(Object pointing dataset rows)
|---|
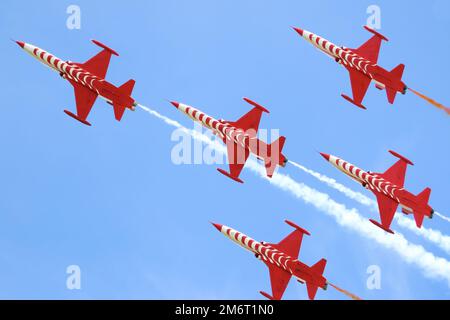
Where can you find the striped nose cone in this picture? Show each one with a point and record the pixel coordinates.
(299, 31)
(217, 226)
(175, 104)
(325, 156)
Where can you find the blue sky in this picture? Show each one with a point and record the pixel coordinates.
(108, 197)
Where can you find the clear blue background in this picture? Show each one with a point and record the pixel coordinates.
(109, 199)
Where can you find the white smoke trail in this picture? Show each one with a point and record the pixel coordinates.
(434, 236)
(440, 215)
(431, 265)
|---|
### EXERCISE TASK
Rewrite everything from the line containing "Where can you find the clear" down to the end of the rows, substituting "vapor trail" for "smoke trail" and leaving all else unchanged.

### SOLUTION TO THIS PROBLEM
Where can you find the clear blue background in this picture? Show each one with a point and record the pixel coordinates.
(109, 199)
Where can you find the white vapor trail in this picture? Show each one with a point and record the pixel coordinates.
(434, 236)
(440, 215)
(431, 265)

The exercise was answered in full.